> _EXERCISE_: The data below should be repeated exactly and in full.

◆ ◆ ◆ ◆ ◆ ◆ ◆

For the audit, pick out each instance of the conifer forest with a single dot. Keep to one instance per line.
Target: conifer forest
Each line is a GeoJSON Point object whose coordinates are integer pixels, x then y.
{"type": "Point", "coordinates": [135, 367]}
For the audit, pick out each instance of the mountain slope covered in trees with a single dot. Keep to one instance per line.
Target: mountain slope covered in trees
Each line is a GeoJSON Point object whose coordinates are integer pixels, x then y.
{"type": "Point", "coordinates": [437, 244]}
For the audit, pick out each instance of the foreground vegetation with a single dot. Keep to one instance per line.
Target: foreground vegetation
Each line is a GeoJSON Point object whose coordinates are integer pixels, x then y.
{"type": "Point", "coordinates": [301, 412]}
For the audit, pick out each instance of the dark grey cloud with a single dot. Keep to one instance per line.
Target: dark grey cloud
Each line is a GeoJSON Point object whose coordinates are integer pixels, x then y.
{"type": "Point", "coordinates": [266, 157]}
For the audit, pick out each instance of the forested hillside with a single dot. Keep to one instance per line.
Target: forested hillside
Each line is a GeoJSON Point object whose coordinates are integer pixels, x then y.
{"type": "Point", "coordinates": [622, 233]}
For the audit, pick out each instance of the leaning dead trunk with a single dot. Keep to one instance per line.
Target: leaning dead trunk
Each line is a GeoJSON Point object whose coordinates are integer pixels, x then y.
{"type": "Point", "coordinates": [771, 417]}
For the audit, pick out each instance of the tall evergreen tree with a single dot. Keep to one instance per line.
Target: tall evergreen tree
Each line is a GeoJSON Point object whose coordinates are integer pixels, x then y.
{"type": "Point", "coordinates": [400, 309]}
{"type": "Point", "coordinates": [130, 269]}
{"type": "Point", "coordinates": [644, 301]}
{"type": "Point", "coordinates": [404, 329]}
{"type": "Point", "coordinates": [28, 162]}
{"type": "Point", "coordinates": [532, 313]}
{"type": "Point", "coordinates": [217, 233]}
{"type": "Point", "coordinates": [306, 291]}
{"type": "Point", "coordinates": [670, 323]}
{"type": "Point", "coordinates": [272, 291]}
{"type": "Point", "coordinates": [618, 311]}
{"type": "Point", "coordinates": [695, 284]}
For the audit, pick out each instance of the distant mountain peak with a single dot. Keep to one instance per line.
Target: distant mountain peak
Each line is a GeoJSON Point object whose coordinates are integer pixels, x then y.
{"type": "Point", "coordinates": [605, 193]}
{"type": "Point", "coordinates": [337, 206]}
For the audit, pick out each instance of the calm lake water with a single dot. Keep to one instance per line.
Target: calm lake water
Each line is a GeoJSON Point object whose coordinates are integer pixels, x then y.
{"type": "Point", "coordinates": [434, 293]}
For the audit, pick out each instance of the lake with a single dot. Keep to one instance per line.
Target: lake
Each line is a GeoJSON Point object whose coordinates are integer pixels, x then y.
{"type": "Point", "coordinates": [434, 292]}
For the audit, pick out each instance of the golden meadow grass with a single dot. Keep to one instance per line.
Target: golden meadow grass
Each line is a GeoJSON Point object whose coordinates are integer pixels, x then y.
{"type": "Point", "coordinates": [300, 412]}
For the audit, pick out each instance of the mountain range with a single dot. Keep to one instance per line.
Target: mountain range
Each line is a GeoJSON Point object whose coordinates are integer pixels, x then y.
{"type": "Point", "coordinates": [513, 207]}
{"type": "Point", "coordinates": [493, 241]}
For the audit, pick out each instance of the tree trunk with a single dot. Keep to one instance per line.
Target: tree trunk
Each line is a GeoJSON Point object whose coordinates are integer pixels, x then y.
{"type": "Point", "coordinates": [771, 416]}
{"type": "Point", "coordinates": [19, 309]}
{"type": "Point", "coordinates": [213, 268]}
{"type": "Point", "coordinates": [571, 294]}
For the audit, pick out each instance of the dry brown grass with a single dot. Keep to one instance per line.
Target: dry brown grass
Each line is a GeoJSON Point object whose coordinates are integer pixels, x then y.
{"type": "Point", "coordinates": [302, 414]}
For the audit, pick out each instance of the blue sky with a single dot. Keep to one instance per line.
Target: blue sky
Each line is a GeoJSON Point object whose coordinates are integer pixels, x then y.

◆ ◆ ◆ ◆ ◆ ◆ ◆

> _RESPONSE TO THIS TASK_:
For the audit, pick out each instance of the conifer forest with a single dot. Keep to one instance per line.
Target: conifer forest
Each line is a GeoJSON Point object whose coordinates are integer pixels, x then y.
{"type": "Point", "coordinates": [135, 367]}
For the audit, pick out each instance of the mountain slope covered in trees with a single dot. Keep to one instance per line.
Target: mountain slope covered in trees
Each line is a GeoJSON Point object whose coordinates are integer pixels, x then y.
{"type": "Point", "coordinates": [437, 244]}
For the audit, pick out each instance of the foreground vegetation with a single dot. Keep to one instance per line.
Target: foreground vegetation
Each line is a GeoJSON Point object whose coordinates are integer pixels, x then y.
{"type": "Point", "coordinates": [301, 412]}
For the audit, pick out each instance of the dark grey cloud with a single dot. Keep to one instance per line.
Target: dark grey cloud
Each line is a GeoJSON Point object whose coordinates are integer pixels, x then y.
{"type": "Point", "coordinates": [266, 157]}
For the audit, pick out each instance of the forested hillside with a single dot. Keep to one instance per line.
Target: forested hillside
Each line is a GeoJSON Point object whose coordinates are integer pixels, x then y.
{"type": "Point", "coordinates": [622, 233]}
For the audit, pick out each instance of the leaning dead trunk with a single dot. Keep to one instance per line.
Target: leaning dead trunk
Each line is a GeoJSON Point object whose coordinates are integer pixels, x then y.
{"type": "Point", "coordinates": [771, 417]}
For the audit, pick out each instance of the tall evergreen tree with a single dot. Keep to one instance per line.
Target: tall evergreen tree
Each line is a GeoJSON Point object whose coordinates are integer pixels, x then y.
{"type": "Point", "coordinates": [400, 309]}
{"type": "Point", "coordinates": [130, 269]}
{"type": "Point", "coordinates": [644, 301]}
{"type": "Point", "coordinates": [404, 329]}
{"type": "Point", "coordinates": [28, 162]}
{"type": "Point", "coordinates": [532, 313]}
{"type": "Point", "coordinates": [217, 233]}
{"type": "Point", "coordinates": [306, 291]}
{"type": "Point", "coordinates": [670, 323]}
{"type": "Point", "coordinates": [272, 291]}
{"type": "Point", "coordinates": [618, 311]}
{"type": "Point", "coordinates": [695, 284]}
For the audit, pick out each instance of the distant mountain peak with a single dot. Keep to one instance per line.
Target: distant mountain peak
Each line is a GeoJSON Point object whose coordinates are integer pixels, x then y.
{"type": "Point", "coordinates": [605, 193]}
{"type": "Point", "coordinates": [337, 206]}
For the audit, pick out each instance of the calm lake water with a single dot. Keep to one instance per line.
Target: calm lake water
Each line is a GeoJSON Point object whose coordinates are integer pixels, x then y.
{"type": "Point", "coordinates": [434, 293]}
For the audit, pick out each instance of the lake with a single dot. Keep to one instance per line.
Target: lake
Each line is a GeoJSON Point object whose coordinates are integer pixels, x then y.
{"type": "Point", "coordinates": [434, 292]}
For the audit, pick out each instance of the golden meadow grass with a single dot. Keep to one instance per line.
Target: golden meadow grass
Each line is a GeoJSON Point object whose coordinates are integer pixels, x then y.
{"type": "Point", "coordinates": [300, 412]}
For the audit, pick out each instance of the mountain range with a single dot. Keep to one instance per line.
Target: mountain range
Each line is a GeoJSON Point object whose coordinates are integer pixels, x then y.
{"type": "Point", "coordinates": [513, 207]}
{"type": "Point", "coordinates": [493, 241]}
For the audit, pick out each instance of the tree trunk with a single dot. Keep to one instance per line.
Target: tree trunk
Each line is a GeoJSON Point object whose coordinates are integer pixels, x then y.
{"type": "Point", "coordinates": [771, 416]}
{"type": "Point", "coordinates": [19, 309]}
{"type": "Point", "coordinates": [213, 268]}
{"type": "Point", "coordinates": [571, 294]}
For the audit, pick out each instance of the dry brown grass with a single dot. Keep to one instance per line.
Target: dry brown grass
Each line is a GeoJSON Point object whose coordinates are integer pixels, x then y.
{"type": "Point", "coordinates": [302, 414]}
For the audit, pick out each instance of the blue sky with a single dot. Keep to one instance per line.
Target: blue sky
Each line is a GeoJSON Point object whose coordinates are integer pixels, x then y.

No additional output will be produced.